Un traité élogieux de la solitude, qui ravira les solitaires et les introvertis.
Il est toujours saisissant de rencontrer la pensée d’un auteur qui parvient à exprimer avec justesse, pertinence et beauté une intuition que l’on a, et dont on aurait apprécié pouvoir écrire un essai de 246 pages pour l’expliquer et la défendre devant des lecteurs en quête de quelque vérité spirituelle. Ce traité de la solitude n’a pu qu’être grandement apprécié par le solitaire que je suis. Il ouvre des horizons infinis dans l’existence de chacun et fait partie de ces livres dont je conseillerais la lecture à toute personne. La solitude est un état d’esprit, un art de vivre et une manière d’être au monde. Dans un monde où les individus et la société font tout pour chasser la solitude, le silence, la contemplation, la réflexion, la méditation, il convient de voir en cet ouvrage un possible remède aux maux, à la vulgarité et à la médiocrité saisissante qui gouvernent notre monde. La solitude est décrite comme étant le seul chemin possible vers la liberté et vers le « Je », l’identité intime et unique que chaque être renferme en son âme. Jacqueline Kelen s’appuie sur un nombre impressionnant de références pour illustrer son discours, tellement de références qu’on croirait lire une thèse de doctorat, cela dit la langue employée n’est en rien complexe, et permet de garder cette apologie (et apologue) de la solitude accessible au plus grand nombre. Comme souvent, je termine mes propos par cette phrase : je conseille et recommande vivement cet ouvrage à toute personne qui serait interpellée par ce sujet.
« La solitude est un cadeau royal que nous repoussons parce qu’en cet état nous nous découvrons infiniment libres et que la liberté est ce à quoi nous sommes le moins prêts.
Solitaire je suis. Depuis toujours et plus que jamais. La solitude est ce qui me fait tenir debout, avancer, créer. C’est une terre sans limites et ensoleillée, une citadelle offerte à tous les vents mais inexpugnable. C’est la seule part d’héritage que je défends âprement, part d’ermitage qui est tout et qui est moi.
Solitaire, donc, quoique bien entourée et riche d’amitiés. Solitaire comme un défi à la banalité, comme un refus de se résigner. Solitaire pour continuer à m’aventurer, pour honorer la précarité humaine et ne pas démériter de l’Esprit.

**PETIT EXERCICE:**
Rédigez la suite du texte sur la solitude, à partir de sa dernière phrase. On peut se passer des items pour cet exercice.

**ENREGISTREMENTS DU CORPUS:**

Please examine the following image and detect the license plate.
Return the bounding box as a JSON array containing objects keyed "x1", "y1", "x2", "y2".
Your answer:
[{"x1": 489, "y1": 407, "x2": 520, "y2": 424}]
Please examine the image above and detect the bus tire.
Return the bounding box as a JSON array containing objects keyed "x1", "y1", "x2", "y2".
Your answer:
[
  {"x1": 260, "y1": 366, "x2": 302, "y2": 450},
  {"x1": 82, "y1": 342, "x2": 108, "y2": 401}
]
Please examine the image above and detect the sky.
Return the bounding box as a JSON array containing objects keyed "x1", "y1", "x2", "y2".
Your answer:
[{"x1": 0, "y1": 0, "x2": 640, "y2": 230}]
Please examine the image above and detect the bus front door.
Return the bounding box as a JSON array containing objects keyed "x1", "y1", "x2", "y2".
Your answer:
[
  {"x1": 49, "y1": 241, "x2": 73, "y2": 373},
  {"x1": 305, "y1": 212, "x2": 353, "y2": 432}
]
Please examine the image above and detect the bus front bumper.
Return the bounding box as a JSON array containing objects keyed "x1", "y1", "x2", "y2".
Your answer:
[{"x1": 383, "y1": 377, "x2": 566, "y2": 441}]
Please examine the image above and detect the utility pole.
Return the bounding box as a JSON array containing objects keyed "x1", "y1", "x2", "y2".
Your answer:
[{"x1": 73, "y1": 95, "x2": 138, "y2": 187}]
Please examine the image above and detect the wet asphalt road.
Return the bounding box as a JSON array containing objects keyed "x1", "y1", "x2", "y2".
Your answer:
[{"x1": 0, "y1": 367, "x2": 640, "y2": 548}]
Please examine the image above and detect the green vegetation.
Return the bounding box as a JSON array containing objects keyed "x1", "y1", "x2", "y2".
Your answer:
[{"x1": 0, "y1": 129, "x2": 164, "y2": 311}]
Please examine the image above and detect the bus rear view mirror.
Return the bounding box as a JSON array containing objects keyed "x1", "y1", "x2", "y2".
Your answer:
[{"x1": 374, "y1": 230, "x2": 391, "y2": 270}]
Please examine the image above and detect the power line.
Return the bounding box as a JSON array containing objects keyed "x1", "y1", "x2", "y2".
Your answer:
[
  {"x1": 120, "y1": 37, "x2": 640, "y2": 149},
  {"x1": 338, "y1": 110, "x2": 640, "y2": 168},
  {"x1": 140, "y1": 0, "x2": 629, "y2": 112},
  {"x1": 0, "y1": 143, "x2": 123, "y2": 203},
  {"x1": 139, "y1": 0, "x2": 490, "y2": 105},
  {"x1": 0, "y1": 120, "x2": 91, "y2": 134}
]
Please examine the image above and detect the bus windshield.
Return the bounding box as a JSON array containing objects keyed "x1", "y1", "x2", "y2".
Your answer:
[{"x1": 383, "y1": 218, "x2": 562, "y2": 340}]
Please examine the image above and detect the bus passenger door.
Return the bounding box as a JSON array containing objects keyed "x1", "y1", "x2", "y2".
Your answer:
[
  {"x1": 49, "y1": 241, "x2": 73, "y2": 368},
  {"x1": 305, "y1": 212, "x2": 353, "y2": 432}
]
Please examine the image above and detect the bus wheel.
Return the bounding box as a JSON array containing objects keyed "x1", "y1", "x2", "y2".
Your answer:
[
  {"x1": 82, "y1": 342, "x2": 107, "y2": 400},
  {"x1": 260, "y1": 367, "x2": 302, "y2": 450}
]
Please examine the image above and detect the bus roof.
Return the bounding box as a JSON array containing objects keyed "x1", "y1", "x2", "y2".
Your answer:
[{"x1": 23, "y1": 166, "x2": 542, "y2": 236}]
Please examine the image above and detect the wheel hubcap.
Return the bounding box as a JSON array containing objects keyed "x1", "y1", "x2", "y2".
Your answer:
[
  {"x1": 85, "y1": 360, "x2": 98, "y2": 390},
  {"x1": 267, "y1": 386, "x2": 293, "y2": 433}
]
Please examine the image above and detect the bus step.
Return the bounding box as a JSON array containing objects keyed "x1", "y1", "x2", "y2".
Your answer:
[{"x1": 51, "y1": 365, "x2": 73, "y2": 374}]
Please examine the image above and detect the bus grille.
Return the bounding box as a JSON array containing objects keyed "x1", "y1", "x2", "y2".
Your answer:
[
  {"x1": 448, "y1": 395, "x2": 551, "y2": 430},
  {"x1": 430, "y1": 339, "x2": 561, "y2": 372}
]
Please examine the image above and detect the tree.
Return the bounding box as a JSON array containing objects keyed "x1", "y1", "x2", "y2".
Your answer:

**RÉPONSE PROPOSÉE:**
Sauvage, émerveillée ou poignardée, je me tiens en solitude comme au seuil de l’immensité. La souffrance n’est point absente, elle creuse même davantage puisque tout dans ce climat reprend intensité. Mais justement, si dans cet état je me sens bien plus vivante qu’en la compagnie des autres, c’est parce que toute sensation, toute soif, toute pensée s’y trouvent avivées, aiguisées jusqu’à un point extrême. J’aime ce danger, cette radicalité : le véritable artiste évolue sans filet, au péril de son existence et sans attendre d’applaudissements. La voie solitaire n’apporte ni gloire ni consolation, aussi vaut-elle plus qu’une autre d’être tentée. C’est la voie fulgurante de tout être impatient d’absolu dont l’apparent orgueil s’avoue si proche de l’anéantissement suprême ; ou la « voie sèche » de l’alchimie : brève, au creuset, mais infiniment risquée.
Ils sont seuls, les grands passants de la Terre et les grandes amoureuses, seuls comme Jésus au mont des Oliviers, comme Hallâj se proclamant la Vérité dans une ivresse de soir d’été, comme Don Quichotte incendiant de rêves et de poésie la lugubre plaine de la Manche, comme Juliette confiante et ensommeillée dans son tombeau. Non pas tant incompris ou rejetés par leurs contemporains que singuliers et entiers dans leur aventure.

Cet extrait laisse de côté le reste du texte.